# WHAT TO WORK ON
Write out every line below that includes the word "awning".

# DATA IN THIS EXERCISE
::::
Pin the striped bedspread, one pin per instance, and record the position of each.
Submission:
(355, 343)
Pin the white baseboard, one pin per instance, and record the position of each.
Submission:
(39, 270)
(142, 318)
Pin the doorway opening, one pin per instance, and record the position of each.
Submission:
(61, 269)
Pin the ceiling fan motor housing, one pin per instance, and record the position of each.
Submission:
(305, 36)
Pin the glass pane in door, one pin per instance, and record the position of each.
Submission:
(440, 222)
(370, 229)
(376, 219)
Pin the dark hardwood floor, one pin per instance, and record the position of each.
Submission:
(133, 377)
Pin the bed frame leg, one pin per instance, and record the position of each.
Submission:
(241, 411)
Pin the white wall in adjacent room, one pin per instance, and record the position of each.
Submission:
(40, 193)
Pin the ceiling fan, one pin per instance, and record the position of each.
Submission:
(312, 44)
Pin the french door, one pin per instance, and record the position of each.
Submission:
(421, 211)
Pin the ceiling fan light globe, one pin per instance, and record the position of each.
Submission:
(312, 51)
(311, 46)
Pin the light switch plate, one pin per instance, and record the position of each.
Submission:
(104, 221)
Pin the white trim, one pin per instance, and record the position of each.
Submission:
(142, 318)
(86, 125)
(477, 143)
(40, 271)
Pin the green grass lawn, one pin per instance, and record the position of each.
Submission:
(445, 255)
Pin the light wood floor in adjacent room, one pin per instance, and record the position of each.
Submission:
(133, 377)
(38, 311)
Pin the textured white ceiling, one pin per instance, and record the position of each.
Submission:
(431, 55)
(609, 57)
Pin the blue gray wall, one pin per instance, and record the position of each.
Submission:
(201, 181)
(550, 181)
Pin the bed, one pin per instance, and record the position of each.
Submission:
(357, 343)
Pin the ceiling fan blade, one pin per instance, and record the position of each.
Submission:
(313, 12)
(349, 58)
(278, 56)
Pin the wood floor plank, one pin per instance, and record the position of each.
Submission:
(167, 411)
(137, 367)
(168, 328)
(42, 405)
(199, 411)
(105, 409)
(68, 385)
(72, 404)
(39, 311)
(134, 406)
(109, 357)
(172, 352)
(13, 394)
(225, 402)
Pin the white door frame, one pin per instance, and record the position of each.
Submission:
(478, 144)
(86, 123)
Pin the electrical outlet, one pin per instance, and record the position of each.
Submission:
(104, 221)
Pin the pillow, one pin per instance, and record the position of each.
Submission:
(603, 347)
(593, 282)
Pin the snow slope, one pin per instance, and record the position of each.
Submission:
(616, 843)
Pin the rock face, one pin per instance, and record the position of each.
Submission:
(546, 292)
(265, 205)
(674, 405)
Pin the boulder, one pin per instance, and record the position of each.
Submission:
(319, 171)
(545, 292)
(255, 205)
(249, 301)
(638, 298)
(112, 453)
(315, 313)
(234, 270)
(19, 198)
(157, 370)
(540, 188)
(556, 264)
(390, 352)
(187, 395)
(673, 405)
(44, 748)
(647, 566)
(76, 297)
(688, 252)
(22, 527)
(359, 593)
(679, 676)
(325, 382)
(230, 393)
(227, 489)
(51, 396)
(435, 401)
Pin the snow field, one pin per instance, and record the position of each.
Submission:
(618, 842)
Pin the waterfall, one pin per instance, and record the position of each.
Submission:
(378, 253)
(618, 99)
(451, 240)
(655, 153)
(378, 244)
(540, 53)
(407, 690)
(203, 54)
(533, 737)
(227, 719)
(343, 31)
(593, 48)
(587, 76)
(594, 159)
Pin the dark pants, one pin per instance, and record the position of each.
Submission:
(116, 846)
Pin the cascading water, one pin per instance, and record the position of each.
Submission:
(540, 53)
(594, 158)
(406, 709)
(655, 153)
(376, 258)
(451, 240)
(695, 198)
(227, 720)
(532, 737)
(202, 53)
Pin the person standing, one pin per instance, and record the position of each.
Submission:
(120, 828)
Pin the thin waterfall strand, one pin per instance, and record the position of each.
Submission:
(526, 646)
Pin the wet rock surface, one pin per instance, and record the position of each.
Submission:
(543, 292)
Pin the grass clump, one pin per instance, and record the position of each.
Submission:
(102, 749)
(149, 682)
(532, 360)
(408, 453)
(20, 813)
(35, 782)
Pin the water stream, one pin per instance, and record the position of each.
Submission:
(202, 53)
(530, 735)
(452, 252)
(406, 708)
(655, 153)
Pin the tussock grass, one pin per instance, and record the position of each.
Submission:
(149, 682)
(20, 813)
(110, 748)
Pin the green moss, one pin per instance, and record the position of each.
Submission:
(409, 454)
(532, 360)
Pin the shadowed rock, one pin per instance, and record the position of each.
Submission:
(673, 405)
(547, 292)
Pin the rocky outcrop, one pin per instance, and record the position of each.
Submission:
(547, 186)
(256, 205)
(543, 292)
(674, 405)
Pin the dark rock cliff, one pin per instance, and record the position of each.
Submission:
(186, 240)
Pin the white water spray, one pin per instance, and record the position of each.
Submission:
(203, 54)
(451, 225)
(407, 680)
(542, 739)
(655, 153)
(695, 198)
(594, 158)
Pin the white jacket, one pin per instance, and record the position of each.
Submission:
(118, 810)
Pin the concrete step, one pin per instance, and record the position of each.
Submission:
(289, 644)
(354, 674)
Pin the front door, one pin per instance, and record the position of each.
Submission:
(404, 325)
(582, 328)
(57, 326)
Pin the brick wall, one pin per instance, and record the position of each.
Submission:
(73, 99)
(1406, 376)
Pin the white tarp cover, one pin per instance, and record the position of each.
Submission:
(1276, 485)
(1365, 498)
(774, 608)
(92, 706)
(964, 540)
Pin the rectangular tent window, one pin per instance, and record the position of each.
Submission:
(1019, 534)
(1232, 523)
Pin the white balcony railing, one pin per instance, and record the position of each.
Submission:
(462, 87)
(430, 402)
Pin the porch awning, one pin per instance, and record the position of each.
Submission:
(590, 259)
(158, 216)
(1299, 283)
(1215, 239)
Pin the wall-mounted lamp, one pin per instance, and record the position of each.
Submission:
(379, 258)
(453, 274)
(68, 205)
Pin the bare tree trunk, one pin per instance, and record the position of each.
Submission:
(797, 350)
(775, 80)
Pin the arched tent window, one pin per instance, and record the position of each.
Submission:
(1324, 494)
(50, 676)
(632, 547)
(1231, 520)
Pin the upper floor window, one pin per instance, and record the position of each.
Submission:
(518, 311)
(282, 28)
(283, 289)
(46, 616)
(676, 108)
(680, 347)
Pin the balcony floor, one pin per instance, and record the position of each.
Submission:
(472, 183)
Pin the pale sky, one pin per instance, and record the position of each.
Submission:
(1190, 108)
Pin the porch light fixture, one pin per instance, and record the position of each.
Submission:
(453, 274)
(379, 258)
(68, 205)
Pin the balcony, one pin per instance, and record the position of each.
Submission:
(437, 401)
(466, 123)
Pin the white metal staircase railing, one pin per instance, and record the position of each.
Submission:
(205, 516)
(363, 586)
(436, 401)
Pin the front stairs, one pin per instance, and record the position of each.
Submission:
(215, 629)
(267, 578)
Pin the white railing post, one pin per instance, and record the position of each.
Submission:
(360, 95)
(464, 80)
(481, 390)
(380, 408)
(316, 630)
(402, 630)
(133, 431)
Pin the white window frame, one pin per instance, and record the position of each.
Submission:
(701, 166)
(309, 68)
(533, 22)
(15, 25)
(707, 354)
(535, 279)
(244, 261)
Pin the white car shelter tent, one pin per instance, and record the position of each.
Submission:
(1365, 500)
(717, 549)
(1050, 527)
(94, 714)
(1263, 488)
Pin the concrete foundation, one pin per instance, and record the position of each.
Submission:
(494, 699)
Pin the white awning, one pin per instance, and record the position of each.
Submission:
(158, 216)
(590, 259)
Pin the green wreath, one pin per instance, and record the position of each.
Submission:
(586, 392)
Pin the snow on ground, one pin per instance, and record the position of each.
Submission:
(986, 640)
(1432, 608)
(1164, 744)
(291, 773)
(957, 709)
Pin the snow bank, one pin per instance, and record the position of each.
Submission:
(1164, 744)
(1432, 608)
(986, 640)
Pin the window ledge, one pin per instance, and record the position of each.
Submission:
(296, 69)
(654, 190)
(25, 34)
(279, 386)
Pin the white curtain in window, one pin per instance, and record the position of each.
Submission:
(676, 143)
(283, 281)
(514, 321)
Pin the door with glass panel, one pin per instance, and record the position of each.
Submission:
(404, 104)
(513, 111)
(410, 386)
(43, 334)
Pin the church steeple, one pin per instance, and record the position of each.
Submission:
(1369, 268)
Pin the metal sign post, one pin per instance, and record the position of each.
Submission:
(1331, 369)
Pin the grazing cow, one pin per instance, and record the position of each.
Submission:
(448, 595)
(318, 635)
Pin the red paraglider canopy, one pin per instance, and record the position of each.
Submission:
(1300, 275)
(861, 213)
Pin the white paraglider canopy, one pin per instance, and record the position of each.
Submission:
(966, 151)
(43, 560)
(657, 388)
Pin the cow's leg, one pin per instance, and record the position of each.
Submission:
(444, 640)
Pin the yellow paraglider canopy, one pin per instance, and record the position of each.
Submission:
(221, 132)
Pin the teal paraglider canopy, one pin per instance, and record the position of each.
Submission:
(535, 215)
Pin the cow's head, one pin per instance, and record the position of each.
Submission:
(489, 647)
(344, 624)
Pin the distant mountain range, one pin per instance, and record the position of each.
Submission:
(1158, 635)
::::
# EXPECTED ANSWER
Pin the porch awning, one pin per instance, and record the position of each.
Pin the white awning, one pin per instance, and record the position of each.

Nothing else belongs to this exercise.